-- Start of Text excerpt --
What is the Most Efficient Packing Method?

How to Pack Efficiently

Preparing for every eventuality is not always an easy option when you’re forced to contend with airline baggage limitations. It gets even worse when you attempt to save a few grand and cope with just hand luggage.

When it comes to packing a bag, you have to decide not only what to bring, but also how to pack it.


Folding is not the most efficient packing method

Don`t assume folding is the best packing method.  Image Source

So what do you do to avoid being one of those people trying to force a holdall, bursting at the seams, into one of the airline’s miniscule baggage measuring devices? There are a number of ways you can choose to pack it all and keep it small.

It may sound a little strange, but folding neatly as you would do in a chest of drawers is not always the best option. Here are a few choices to try out:

Joint Folding

This is an evolution of the traditional folding method. Take two or more garments, for example skirts. Then lay half of one on top of the other, fold the one on the bottom over the skirt on the top. Then take the other and fold it on the top. This gives each item of clothing some cushion so it’s less likely to crease or wrinkle. Folding items along creases they are supposed to have, like along the creases of jeans, works well but unwanted creases also show up where the garment is folded in half.


The tried and tested method of backpackers, the idea being that you can roll more tightly than just laying shirt upon shirt upon shirt. Rolling clothes into compact little tubes allows for much tighter packing that fits more items into the suitcase. In 2010, the New York Times asked a selection of flight attendants how they managed to pack around 40 garments into one bag – rolling was the answer. It cuts down on wasted space and prevents wrinkling and creases.
-- End of Text excerpt --
-- Start of Given information --
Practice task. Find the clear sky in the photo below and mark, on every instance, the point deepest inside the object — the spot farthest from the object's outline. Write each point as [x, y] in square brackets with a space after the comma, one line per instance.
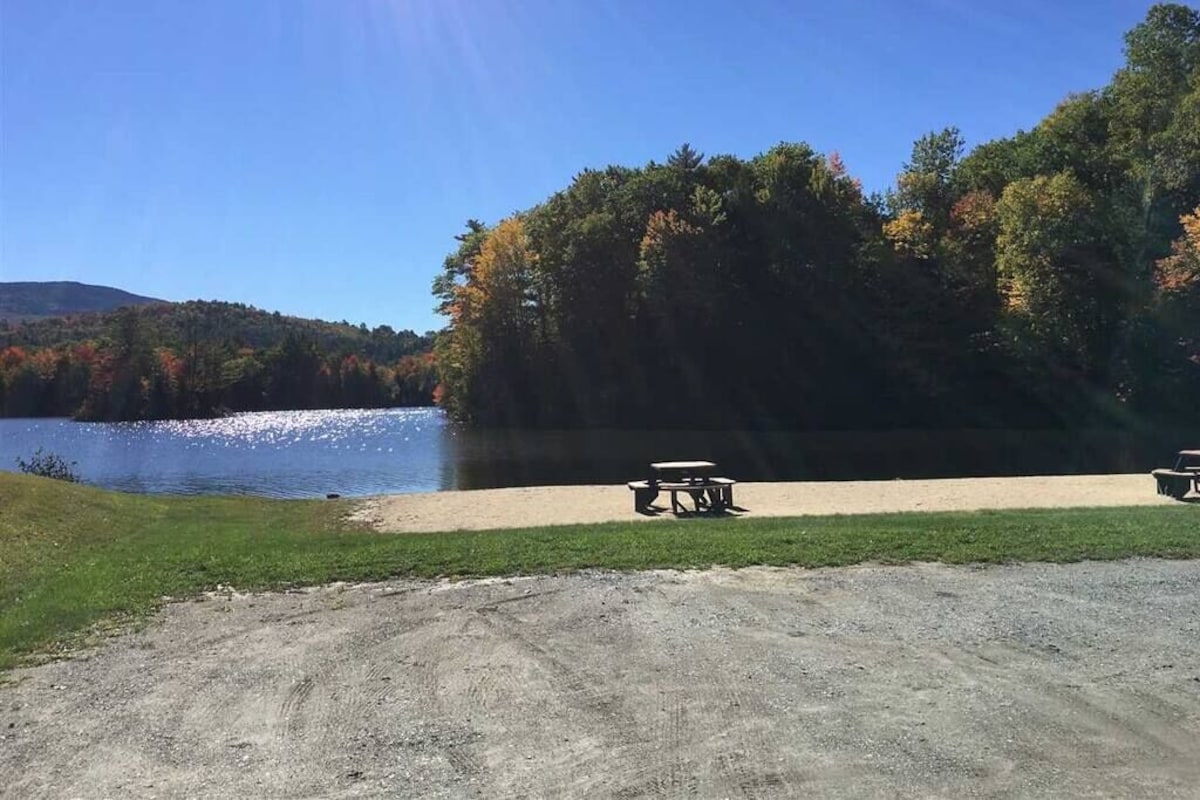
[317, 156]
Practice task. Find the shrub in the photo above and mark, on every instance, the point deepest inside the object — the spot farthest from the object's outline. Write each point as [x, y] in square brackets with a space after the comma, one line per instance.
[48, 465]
-- End of Given information --
-- Start of Given information --
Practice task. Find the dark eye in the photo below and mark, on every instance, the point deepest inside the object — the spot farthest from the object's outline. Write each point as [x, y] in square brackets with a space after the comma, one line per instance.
-- End of Given information --
-- Start of Given information --
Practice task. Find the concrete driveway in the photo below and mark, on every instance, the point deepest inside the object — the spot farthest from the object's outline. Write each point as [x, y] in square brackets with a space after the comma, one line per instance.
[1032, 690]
-- End of Given information --
Task instructions:
**1.** Reproduce the passage in the packing text, everything from "This is an evolution" down to "folded in half.".
**2.** In one to three sentences, explain why joint folding, as the packing text describes it, makes clothes less likely to crease or wrinkle.

Answers provided:
**1.**
This is an evolution of the traditional folding method. Take two or more garments, for example skirts. Then lay half of one on top of the other, fold the one on the bottom over the skirt on the top. Then take the other and fold it on the top. This gives each item of clothing some cushion so it’s less likely to crease or wrinkle. Folding items along creases they are supposed to have, like along the creases of jeans, works well but unwanted creases also show up where the garment is folded in half.

**2.** In joint folding, two or more garments are laid partly on top of one another and folded over each other. This gives each item of clothing some cushion, so it is less likely to crease or wrinkle.